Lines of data
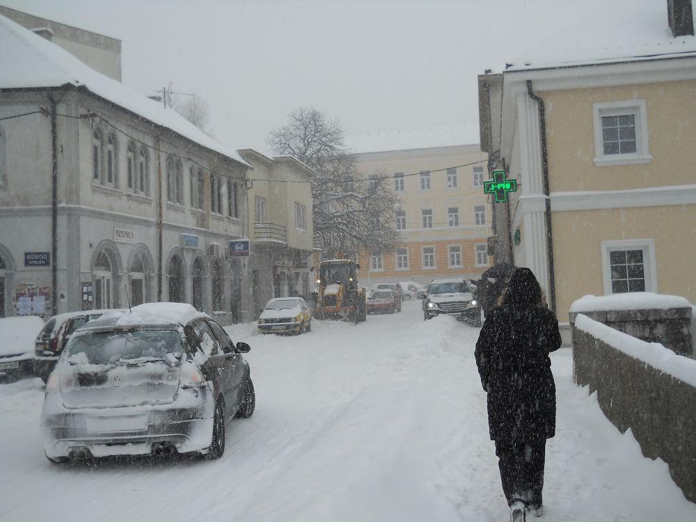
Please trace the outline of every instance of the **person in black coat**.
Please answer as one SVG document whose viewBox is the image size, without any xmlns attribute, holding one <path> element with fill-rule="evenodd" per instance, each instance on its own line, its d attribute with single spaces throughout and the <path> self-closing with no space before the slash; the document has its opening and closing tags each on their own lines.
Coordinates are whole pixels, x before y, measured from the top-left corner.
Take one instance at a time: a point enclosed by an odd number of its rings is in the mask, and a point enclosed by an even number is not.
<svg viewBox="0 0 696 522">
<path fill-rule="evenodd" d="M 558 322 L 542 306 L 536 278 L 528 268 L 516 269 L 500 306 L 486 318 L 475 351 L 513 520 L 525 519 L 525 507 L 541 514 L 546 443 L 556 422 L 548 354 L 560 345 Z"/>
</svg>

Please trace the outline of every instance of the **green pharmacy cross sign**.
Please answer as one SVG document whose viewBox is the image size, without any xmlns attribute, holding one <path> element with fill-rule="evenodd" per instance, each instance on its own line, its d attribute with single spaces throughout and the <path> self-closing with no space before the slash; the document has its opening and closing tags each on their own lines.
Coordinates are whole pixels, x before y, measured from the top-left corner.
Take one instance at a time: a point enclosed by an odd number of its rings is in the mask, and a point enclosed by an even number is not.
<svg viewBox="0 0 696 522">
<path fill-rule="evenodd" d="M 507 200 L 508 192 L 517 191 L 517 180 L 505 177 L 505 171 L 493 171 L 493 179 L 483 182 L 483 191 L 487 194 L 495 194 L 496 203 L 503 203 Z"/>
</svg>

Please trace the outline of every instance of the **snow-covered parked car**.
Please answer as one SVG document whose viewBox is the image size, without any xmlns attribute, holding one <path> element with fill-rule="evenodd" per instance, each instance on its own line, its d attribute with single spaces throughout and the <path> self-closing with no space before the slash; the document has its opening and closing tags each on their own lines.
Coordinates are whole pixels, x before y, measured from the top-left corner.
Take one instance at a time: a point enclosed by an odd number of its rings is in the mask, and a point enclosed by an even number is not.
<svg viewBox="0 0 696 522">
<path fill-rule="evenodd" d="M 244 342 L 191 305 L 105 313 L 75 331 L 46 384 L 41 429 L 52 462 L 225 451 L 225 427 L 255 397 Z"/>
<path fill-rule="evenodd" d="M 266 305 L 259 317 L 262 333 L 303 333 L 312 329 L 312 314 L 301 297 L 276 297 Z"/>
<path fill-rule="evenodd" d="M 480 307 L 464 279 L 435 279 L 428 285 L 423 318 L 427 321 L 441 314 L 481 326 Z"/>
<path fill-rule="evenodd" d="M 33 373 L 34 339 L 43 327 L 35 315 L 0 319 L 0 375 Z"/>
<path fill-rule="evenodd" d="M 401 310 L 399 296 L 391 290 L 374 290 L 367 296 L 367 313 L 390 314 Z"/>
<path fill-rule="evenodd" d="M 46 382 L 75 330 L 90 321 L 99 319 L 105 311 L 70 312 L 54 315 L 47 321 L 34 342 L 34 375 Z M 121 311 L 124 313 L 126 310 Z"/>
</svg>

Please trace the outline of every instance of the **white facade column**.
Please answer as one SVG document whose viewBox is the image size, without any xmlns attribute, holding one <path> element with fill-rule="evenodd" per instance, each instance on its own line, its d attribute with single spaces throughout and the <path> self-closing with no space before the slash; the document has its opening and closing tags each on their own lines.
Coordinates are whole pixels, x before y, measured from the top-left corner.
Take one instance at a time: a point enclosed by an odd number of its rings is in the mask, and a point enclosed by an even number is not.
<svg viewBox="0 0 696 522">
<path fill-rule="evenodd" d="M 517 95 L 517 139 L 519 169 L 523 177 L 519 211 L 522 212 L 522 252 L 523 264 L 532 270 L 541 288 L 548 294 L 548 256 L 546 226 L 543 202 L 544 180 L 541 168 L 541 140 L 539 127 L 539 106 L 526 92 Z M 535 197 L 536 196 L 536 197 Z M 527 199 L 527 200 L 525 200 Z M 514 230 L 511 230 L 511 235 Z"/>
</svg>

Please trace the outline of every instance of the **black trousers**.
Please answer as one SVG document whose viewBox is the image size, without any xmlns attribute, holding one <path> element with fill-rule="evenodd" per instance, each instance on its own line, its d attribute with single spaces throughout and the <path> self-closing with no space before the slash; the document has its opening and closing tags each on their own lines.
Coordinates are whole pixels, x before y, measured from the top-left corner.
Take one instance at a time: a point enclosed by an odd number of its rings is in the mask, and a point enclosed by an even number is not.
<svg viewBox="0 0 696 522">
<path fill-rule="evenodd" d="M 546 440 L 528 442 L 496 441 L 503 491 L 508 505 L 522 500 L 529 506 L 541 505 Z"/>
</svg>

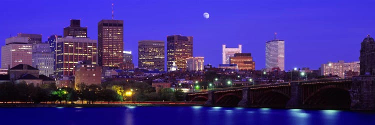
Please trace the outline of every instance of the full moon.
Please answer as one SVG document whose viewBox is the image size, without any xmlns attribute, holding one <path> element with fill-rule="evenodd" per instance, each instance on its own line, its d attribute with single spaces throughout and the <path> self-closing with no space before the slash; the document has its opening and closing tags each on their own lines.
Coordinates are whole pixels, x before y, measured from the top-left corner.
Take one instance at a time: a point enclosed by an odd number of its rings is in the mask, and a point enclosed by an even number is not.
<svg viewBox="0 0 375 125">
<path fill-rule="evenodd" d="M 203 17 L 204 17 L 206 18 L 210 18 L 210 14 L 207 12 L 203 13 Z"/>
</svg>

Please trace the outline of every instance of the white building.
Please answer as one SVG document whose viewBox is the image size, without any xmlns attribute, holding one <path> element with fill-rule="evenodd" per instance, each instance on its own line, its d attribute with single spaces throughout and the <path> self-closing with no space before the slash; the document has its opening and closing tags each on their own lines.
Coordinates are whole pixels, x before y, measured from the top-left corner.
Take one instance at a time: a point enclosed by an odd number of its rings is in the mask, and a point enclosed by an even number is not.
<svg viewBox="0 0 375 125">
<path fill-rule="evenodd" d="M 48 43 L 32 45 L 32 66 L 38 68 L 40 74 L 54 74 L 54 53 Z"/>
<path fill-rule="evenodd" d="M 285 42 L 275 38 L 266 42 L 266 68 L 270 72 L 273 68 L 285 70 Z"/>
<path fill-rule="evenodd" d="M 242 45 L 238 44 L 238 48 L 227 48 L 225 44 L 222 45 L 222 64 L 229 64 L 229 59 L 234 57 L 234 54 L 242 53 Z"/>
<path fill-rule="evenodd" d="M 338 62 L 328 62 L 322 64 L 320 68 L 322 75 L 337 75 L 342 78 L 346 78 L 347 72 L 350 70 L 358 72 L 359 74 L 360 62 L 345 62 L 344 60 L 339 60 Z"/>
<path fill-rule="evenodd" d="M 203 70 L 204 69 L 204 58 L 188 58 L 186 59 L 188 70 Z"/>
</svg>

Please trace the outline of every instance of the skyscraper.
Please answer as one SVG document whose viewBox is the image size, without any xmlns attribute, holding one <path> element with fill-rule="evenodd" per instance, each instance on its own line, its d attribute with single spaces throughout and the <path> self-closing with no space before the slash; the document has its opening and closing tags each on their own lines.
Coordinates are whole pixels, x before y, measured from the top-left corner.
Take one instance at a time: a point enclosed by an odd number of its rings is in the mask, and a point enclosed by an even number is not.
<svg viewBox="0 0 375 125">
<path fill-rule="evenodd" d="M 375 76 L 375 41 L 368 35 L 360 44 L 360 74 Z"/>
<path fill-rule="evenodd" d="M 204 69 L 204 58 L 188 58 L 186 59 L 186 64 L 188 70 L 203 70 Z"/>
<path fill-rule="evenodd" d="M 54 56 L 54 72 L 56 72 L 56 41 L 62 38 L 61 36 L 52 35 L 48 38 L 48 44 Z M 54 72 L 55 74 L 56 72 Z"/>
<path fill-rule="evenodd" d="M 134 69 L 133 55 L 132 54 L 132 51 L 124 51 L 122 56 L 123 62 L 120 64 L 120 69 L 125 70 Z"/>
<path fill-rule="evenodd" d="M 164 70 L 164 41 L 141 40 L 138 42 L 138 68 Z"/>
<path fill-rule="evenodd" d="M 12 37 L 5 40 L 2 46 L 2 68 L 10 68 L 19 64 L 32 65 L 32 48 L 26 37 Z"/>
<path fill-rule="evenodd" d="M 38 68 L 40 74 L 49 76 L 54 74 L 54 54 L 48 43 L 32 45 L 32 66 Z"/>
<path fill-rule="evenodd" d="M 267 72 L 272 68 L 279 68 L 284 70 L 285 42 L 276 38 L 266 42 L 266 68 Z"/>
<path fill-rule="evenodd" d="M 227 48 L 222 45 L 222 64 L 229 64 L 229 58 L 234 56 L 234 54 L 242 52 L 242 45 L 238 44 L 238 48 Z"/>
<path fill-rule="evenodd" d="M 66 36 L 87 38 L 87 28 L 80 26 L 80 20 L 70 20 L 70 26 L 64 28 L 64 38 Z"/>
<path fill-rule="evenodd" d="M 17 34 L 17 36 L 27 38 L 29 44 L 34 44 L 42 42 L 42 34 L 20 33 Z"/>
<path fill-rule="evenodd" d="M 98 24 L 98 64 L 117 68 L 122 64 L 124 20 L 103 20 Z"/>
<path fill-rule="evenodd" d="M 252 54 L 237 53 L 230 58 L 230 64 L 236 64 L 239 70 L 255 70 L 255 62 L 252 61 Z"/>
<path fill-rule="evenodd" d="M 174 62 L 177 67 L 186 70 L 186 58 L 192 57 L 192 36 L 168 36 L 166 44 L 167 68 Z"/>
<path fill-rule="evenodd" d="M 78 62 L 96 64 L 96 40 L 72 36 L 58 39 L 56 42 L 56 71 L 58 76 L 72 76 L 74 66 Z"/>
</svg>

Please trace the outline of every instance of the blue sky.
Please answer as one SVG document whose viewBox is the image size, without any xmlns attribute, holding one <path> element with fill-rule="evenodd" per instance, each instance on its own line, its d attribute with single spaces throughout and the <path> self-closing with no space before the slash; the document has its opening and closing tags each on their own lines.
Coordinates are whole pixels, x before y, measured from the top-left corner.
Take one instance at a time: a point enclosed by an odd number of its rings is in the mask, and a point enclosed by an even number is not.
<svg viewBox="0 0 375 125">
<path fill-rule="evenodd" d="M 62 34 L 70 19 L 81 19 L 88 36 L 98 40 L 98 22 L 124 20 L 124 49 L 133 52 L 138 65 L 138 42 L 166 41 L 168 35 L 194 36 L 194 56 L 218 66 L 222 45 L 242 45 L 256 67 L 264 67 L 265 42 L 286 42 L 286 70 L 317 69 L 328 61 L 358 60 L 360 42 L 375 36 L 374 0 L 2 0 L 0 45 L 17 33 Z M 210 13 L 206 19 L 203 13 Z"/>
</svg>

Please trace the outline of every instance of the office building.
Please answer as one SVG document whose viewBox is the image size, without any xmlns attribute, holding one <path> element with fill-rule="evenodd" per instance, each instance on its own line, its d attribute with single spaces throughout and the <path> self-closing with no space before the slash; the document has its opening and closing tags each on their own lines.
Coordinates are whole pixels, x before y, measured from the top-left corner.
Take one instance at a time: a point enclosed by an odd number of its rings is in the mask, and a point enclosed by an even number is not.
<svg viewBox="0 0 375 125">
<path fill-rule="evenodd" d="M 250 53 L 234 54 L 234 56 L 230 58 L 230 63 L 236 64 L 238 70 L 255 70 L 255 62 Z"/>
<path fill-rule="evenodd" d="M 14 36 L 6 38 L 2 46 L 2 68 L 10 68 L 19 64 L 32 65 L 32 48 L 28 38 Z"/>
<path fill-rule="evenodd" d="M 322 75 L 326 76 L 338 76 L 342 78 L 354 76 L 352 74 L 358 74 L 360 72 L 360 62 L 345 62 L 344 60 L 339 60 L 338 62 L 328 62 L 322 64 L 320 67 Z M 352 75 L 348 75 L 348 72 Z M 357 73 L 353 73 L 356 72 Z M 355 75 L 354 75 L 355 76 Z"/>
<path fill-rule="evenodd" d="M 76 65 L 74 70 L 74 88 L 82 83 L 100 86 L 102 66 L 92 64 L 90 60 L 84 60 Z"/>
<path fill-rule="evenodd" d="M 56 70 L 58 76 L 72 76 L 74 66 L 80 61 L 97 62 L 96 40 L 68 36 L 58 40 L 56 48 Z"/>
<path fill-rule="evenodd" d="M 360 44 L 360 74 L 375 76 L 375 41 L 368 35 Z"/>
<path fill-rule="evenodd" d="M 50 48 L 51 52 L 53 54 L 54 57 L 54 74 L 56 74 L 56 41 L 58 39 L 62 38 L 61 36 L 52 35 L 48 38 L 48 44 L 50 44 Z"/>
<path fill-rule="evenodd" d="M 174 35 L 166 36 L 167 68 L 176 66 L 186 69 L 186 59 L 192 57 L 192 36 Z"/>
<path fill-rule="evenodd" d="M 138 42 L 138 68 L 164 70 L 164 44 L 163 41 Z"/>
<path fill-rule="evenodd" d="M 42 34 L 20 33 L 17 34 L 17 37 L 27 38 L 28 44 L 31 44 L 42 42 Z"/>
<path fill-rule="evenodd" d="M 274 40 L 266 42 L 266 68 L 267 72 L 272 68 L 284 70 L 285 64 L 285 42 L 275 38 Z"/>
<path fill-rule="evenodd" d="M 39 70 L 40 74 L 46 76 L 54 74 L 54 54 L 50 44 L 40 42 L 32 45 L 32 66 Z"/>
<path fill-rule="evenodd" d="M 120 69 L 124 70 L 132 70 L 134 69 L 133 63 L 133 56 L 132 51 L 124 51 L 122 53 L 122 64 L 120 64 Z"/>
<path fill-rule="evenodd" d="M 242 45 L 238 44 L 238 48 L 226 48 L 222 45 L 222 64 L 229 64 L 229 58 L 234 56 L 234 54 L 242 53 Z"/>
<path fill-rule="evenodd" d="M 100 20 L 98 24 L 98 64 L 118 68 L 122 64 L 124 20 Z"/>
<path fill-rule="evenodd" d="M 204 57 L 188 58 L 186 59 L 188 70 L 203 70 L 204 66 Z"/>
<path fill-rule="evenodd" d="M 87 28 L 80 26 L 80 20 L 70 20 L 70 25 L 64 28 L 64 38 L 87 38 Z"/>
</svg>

Requirements
Which lines in the records above contain the word "every"? Locate them and copy each one in full.

Exercise answer
Please trace the outline of every instance of the **person in black coat**.
Please trace the outline of every instance of the **green pharmacy cross sign**.
Please trace the outline of every instance of the **snow-covered parked car**.
Please trace the outline of every instance of the **white facade column**.
Please trace the outline of every instance of the **black trousers**.
Please trace the outline of every instance of the full moon.
Please trace the outline of every instance of the white building.
Please trace the outline of every instance of the skyscraper.
Please trace the outline of every instance of the blue sky.
Please trace the outline of every instance of the office building.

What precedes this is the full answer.